WRITTEN REQUEST ▸ In the listing below, locate the line containing "of the orange"; reproduce that line and all lines that follow it, unchanged.

[Location labeling records]
──────────────────────────────
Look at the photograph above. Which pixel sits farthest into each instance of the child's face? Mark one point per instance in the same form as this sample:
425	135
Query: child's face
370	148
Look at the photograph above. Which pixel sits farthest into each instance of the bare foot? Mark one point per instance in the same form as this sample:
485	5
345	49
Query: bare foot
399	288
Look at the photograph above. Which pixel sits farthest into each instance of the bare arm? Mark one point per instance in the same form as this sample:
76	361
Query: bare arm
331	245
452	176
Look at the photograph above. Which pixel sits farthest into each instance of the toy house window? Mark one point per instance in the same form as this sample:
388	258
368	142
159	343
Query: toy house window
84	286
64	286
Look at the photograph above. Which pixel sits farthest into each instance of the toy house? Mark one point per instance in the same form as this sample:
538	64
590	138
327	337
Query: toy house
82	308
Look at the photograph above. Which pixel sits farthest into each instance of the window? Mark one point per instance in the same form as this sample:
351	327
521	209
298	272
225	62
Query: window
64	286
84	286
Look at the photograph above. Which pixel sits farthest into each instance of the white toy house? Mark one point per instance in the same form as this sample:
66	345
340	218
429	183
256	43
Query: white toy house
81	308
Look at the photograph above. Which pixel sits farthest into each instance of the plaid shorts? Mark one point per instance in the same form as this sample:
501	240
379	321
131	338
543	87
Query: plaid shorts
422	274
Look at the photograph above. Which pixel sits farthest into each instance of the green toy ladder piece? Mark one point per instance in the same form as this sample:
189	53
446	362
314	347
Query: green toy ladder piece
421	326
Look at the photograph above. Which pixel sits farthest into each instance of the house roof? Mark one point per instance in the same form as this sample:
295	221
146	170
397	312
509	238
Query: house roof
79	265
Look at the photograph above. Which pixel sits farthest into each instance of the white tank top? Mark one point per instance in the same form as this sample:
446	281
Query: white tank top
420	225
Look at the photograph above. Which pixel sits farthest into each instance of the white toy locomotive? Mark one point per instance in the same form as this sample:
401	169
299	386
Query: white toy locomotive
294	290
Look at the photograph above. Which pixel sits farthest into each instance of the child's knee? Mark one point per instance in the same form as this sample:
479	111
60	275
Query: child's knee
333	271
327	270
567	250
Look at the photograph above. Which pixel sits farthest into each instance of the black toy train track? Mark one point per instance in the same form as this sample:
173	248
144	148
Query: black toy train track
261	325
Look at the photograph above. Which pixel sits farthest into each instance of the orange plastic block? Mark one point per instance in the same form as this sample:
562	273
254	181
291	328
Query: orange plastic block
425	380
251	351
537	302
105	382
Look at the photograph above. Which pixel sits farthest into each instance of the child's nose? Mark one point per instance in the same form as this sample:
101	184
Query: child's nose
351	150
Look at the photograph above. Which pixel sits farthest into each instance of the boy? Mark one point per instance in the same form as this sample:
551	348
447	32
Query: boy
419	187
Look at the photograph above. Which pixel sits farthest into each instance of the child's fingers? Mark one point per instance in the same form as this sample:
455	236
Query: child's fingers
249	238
──────────────────────────────
CORRECT OUTPUT ▸
Look at the photograph above. Which pixel sits farthest into each instance of the orange plastic block? Mark one point per instance in the same form as this sample:
562	273
254	181
291	328
Query: orange plastic block
425	380
251	351
537	302
105	382
Look at the photograph above. Which pixel sits farthest into each instance of the child's nose? Mark one point per instance in the same form as this sample:
101	184
Query: child's nose
351	150
Look at the photograph above. Which pixel sits farthest into each instance of the boy? Mark one point per instance in the same form as this sample:
551	348
447	32
Query: boy
419	187
Look at the photograph above. Which pixel sits farthest into each instance of the child's fingers? Mark one point per instance in the same form as this sample:
455	236
Query: child's fingers
249	238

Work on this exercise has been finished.